Records to process |
###
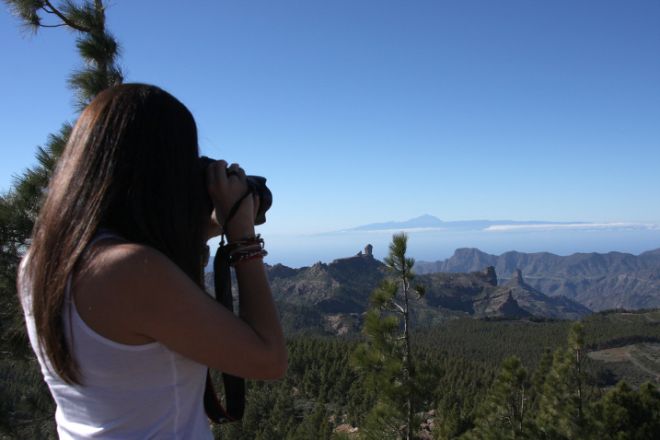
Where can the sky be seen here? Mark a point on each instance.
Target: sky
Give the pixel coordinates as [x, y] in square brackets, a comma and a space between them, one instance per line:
[363, 111]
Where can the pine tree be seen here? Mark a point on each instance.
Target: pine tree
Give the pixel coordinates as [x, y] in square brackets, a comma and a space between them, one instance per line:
[562, 406]
[503, 415]
[26, 397]
[386, 357]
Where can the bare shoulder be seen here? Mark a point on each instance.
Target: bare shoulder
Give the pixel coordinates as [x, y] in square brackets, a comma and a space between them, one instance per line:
[121, 284]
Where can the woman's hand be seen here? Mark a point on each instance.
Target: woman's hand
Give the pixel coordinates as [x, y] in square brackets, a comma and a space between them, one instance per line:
[226, 186]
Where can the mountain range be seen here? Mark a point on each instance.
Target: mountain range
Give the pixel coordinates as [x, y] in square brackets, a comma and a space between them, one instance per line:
[597, 281]
[427, 221]
[333, 297]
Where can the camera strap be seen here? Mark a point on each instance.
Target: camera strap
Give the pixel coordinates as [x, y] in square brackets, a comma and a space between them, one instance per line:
[234, 386]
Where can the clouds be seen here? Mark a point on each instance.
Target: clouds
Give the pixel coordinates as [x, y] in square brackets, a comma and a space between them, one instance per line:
[549, 227]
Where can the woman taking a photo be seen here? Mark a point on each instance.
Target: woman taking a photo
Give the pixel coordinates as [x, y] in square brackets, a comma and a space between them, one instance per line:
[112, 285]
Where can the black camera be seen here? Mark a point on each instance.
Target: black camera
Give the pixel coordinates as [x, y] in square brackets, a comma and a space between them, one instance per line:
[256, 185]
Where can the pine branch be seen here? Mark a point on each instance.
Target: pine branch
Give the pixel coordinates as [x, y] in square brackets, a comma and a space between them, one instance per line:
[64, 19]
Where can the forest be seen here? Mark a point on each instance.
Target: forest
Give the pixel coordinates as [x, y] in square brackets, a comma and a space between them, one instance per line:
[471, 374]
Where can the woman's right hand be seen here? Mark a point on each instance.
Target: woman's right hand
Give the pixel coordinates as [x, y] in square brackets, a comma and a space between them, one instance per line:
[226, 186]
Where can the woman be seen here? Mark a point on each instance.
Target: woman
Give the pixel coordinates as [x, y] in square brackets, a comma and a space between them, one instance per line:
[112, 285]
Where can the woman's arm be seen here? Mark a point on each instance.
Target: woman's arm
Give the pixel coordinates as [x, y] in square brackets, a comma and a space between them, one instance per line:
[134, 294]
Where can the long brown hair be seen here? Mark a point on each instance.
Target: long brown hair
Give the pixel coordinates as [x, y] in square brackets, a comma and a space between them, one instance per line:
[131, 165]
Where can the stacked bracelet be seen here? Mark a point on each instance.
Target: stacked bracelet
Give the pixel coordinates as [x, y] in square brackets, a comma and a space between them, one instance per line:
[250, 248]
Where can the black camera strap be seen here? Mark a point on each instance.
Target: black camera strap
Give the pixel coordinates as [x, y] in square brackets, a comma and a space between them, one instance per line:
[234, 386]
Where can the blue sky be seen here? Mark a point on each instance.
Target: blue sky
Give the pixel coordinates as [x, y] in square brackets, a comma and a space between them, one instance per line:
[368, 111]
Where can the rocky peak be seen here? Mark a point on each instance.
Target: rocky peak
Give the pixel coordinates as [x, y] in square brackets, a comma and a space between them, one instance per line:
[368, 252]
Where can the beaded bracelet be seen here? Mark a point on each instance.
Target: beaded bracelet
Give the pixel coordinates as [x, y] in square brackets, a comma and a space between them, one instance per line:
[247, 257]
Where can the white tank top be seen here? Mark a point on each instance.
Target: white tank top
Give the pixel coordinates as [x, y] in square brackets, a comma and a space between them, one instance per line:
[127, 391]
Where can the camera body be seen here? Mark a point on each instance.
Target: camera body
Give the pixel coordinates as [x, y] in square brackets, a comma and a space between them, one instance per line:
[256, 185]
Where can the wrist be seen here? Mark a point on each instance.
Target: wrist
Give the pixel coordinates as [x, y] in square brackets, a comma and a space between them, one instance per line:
[240, 233]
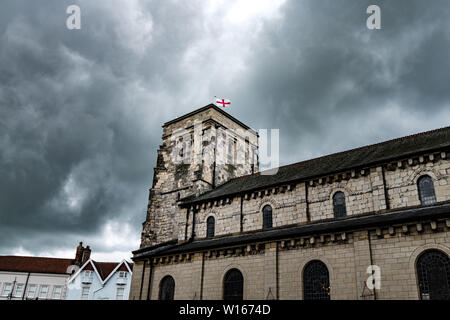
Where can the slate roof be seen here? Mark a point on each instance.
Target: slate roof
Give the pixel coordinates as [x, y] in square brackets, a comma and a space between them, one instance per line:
[350, 223]
[34, 264]
[338, 162]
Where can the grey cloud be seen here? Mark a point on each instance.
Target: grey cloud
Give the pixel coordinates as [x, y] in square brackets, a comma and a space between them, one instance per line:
[81, 111]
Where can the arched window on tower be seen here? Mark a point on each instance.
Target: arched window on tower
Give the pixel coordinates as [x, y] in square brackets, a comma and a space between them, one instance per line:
[316, 281]
[267, 217]
[233, 285]
[167, 288]
[210, 227]
[433, 273]
[339, 208]
[426, 190]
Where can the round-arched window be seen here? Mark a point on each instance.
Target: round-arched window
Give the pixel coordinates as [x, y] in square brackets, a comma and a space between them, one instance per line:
[233, 285]
[339, 208]
[167, 288]
[267, 217]
[426, 190]
[210, 227]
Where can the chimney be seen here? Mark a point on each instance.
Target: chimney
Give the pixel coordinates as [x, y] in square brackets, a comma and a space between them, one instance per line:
[79, 254]
[86, 255]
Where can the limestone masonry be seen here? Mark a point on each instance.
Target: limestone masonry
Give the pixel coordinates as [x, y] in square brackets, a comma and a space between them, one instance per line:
[216, 228]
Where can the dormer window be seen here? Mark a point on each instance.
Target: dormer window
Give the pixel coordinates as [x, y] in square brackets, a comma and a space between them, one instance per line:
[87, 276]
[122, 277]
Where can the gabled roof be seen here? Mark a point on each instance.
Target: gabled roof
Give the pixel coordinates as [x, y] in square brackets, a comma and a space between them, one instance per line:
[213, 106]
[356, 158]
[34, 264]
[103, 270]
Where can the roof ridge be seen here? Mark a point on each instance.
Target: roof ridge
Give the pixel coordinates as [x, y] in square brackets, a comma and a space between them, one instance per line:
[344, 151]
[13, 256]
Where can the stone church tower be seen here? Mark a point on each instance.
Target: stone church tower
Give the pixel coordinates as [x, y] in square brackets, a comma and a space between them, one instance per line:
[200, 151]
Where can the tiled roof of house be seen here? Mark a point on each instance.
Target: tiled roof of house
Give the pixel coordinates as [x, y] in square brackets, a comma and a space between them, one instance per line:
[105, 268]
[338, 162]
[34, 264]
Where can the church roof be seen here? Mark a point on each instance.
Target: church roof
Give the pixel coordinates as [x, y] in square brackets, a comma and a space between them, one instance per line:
[350, 223]
[362, 157]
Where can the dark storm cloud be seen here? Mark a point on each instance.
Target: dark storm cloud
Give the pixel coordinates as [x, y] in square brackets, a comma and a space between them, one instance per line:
[321, 72]
[81, 111]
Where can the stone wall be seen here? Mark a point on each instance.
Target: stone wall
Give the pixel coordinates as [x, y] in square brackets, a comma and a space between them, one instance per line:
[366, 192]
[275, 269]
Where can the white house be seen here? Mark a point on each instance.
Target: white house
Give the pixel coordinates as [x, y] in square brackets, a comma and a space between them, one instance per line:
[24, 278]
[100, 281]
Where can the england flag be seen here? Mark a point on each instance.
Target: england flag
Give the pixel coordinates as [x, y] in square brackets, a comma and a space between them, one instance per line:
[222, 102]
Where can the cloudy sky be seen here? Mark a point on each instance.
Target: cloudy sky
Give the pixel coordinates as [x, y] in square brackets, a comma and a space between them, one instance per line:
[81, 110]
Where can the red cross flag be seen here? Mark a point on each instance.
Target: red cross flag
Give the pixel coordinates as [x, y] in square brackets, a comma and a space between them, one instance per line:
[222, 102]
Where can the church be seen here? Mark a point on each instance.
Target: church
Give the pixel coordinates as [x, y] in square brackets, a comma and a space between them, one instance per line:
[367, 223]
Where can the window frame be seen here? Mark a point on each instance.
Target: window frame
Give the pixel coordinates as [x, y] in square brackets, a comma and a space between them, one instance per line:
[47, 287]
[339, 214]
[267, 219]
[82, 292]
[226, 282]
[54, 291]
[22, 285]
[9, 290]
[122, 289]
[27, 293]
[421, 190]
[163, 282]
[210, 228]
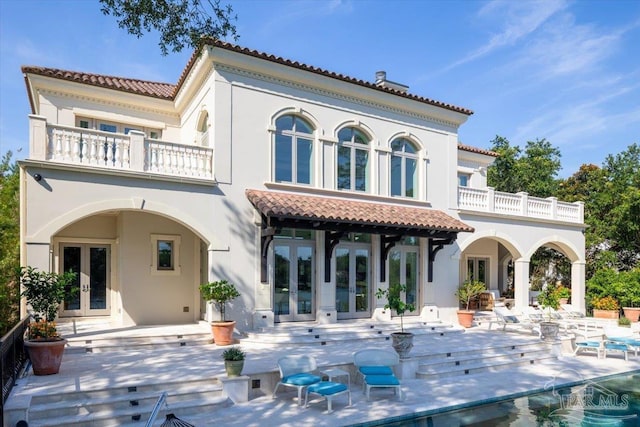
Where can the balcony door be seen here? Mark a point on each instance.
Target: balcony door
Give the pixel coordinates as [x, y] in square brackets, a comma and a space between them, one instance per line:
[89, 294]
[353, 280]
[294, 290]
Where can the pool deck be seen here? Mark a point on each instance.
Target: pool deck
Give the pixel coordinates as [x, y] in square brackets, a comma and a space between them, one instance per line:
[100, 370]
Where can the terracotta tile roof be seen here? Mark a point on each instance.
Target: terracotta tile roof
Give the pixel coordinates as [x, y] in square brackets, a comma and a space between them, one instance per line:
[169, 91]
[140, 87]
[346, 211]
[477, 150]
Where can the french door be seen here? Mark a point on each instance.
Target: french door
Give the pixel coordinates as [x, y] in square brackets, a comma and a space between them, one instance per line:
[88, 295]
[294, 290]
[353, 281]
[403, 269]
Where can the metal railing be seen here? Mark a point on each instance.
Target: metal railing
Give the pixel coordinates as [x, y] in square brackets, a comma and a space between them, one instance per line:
[14, 358]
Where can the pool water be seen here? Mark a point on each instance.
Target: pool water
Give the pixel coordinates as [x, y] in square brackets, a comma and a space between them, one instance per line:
[609, 401]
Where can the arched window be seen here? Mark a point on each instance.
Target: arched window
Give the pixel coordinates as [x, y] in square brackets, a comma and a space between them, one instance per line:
[404, 168]
[203, 129]
[353, 160]
[293, 150]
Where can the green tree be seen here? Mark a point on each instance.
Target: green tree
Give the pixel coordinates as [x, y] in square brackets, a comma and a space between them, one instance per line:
[180, 23]
[9, 243]
[533, 169]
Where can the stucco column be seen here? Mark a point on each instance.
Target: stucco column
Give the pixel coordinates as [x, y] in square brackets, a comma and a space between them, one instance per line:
[521, 283]
[578, 285]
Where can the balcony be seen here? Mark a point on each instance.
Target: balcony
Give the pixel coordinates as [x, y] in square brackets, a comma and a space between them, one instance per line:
[519, 204]
[117, 152]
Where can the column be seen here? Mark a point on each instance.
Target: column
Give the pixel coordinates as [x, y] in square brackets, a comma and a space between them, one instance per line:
[521, 283]
[578, 285]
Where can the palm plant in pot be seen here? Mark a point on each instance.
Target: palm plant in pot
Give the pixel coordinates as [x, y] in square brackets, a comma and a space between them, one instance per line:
[549, 300]
[402, 342]
[44, 292]
[233, 361]
[469, 290]
[220, 292]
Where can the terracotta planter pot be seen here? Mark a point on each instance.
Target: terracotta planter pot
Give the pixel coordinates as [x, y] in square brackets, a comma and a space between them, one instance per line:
[223, 332]
[465, 318]
[606, 314]
[632, 313]
[402, 343]
[46, 356]
[234, 367]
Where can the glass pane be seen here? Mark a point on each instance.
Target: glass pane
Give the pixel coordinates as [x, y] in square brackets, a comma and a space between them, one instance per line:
[396, 176]
[282, 267]
[304, 161]
[482, 270]
[342, 280]
[283, 158]
[362, 280]
[98, 278]
[345, 134]
[344, 168]
[305, 280]
[412, 178]
[362, 170]
[165, 255]
[302, 126]
[411, 273]
[72, 261]
[360, 138]
[394, 267]
[284, 123]
[409, 147]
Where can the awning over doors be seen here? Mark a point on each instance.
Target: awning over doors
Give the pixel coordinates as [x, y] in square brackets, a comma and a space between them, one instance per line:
[338, 216]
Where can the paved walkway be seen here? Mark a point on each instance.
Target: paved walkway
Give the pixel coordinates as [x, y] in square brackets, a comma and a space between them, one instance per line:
[86, 371]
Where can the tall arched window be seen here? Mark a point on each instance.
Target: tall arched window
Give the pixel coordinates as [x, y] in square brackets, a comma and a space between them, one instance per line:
[404, 168]
[203, 129]
[293, 150]
[353, 160]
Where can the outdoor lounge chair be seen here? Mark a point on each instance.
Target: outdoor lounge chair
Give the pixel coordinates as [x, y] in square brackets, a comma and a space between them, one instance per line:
[506, 317]
[297, 371]
[374, 366]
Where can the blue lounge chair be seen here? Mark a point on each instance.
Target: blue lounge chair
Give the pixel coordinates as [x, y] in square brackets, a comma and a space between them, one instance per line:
[297, 371]
[374, 366]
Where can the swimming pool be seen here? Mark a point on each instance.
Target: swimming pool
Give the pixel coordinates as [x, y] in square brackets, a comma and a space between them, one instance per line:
[607, 401]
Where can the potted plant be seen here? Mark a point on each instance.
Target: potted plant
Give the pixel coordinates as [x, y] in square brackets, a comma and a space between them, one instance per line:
[606, 307]
[629, 294]
[563, 293]
[469, 290]
[233, 361]
[44, 292]
[402, 342]
[549, 299]
[220, 292]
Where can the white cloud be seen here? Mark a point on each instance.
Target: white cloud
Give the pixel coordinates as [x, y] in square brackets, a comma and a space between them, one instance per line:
[521, 18]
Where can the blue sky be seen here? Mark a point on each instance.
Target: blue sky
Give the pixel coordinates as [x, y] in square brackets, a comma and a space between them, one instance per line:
[568, 71]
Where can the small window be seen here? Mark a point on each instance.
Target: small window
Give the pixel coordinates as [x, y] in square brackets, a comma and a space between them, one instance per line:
[165, 257]
[105, 127]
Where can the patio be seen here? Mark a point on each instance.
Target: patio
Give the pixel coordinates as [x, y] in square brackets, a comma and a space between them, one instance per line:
[171, 362]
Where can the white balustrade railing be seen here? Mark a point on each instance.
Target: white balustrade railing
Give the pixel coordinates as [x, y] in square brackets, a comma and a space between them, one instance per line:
[132, 152]
[520, 204]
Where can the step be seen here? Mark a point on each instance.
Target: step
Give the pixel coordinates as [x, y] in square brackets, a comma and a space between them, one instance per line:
[483, 367]
[101, 345]
[122, 403]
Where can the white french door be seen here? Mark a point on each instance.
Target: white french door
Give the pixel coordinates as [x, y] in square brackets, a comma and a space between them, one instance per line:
[353, 280]
[89, 295]
[294, 288]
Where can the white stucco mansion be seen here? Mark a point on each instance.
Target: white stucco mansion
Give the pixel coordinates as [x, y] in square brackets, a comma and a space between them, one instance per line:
[307, 189]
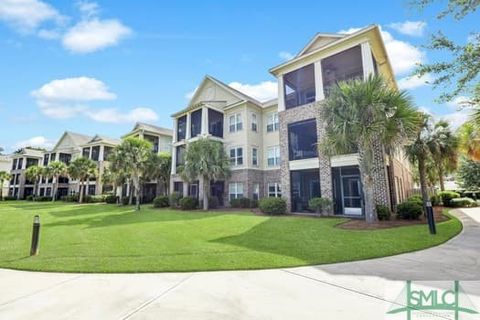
###
Work to be completed | Find the number of lines in the records that include the word "outdoor". Write only that number.

Expected answer | 2